→ **EXERCISE DESCRIPTION**:
Set down, without alteration, the lines from the one that contains "<point>1087,372</point>" through the final line of the material below.

[ENTRIES SHOWN Boundary: Start]

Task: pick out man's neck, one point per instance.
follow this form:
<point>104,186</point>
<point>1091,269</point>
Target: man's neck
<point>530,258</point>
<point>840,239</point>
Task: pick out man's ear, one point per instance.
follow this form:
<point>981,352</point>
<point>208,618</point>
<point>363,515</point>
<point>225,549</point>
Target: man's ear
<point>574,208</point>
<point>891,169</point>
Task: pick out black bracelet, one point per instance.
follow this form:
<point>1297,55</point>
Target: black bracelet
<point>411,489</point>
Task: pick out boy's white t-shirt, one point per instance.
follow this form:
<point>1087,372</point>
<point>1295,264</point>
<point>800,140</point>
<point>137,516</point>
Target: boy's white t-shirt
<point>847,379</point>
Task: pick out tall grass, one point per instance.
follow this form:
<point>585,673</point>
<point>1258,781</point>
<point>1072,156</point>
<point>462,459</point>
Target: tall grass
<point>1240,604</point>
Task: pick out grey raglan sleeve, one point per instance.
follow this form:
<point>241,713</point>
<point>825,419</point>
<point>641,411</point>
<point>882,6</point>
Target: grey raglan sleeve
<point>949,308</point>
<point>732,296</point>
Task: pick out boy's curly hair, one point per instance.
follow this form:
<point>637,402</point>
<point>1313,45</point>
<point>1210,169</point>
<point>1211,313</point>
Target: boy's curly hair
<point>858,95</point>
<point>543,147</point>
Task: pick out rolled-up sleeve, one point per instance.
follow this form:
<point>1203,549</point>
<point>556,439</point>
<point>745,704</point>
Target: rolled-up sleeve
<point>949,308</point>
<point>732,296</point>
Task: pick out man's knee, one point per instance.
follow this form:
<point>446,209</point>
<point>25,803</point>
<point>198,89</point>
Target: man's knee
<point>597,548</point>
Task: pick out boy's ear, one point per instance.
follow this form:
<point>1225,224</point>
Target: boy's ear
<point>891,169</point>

[ENTRIES SHOWN Boundary: End]

→ **FINISHED TASK**:
<point>1087,372</point>
<point>1295,264</point>
<point>800,140</point>
<point>137,516</point>
Target: boy's white t-shirt
<point>847,379</point>
Task: pick out tall grass, one point per instance.
follow this form:
<point>585,673</point>
<point>1258,781</point>
<point>1072,156</point>
<point>462,459</point>
Target: tall grass
<point>1240,604</point>
Task: pick out grey raglan sleeve, one point per instance.
follow this form:
<point>241,713</point>
<point>825,419</point>
<point>641,411</point>
<point>882,6</point>
Target: grey raglan sleeve
<point>949,308</point>
<point>732,296</point>
Task: pick out boy's curly hair, one point per instance.
follow this form:
<point>637,402</point>
<point>1313,45</point>
<point>1210,169</point>
<point>1211,313</point>
Target: boy's curly hair
<point>858,95</point>
<point>543,147</point>
Task: pick out rolled-up sleeve, one point per instance.
follow this form:
<point>1203,549</point>
<point>556,439</point>
<point>745,704</point>
Target: rolled-up sleeve
<point>949,308</point>
<point>732,296</point>
Task: pick out man's knee, one point per instance.
follow this form:
<point>446,209</point>
<point>25,803</point>
<point>198,89</point>
Target: man's knee
<point>597,548</point>
Task: pick out boy's ear, one point per instance.
follow this form:
<point>1225,224</point>
Target: boy's ear
<point>891,169</point>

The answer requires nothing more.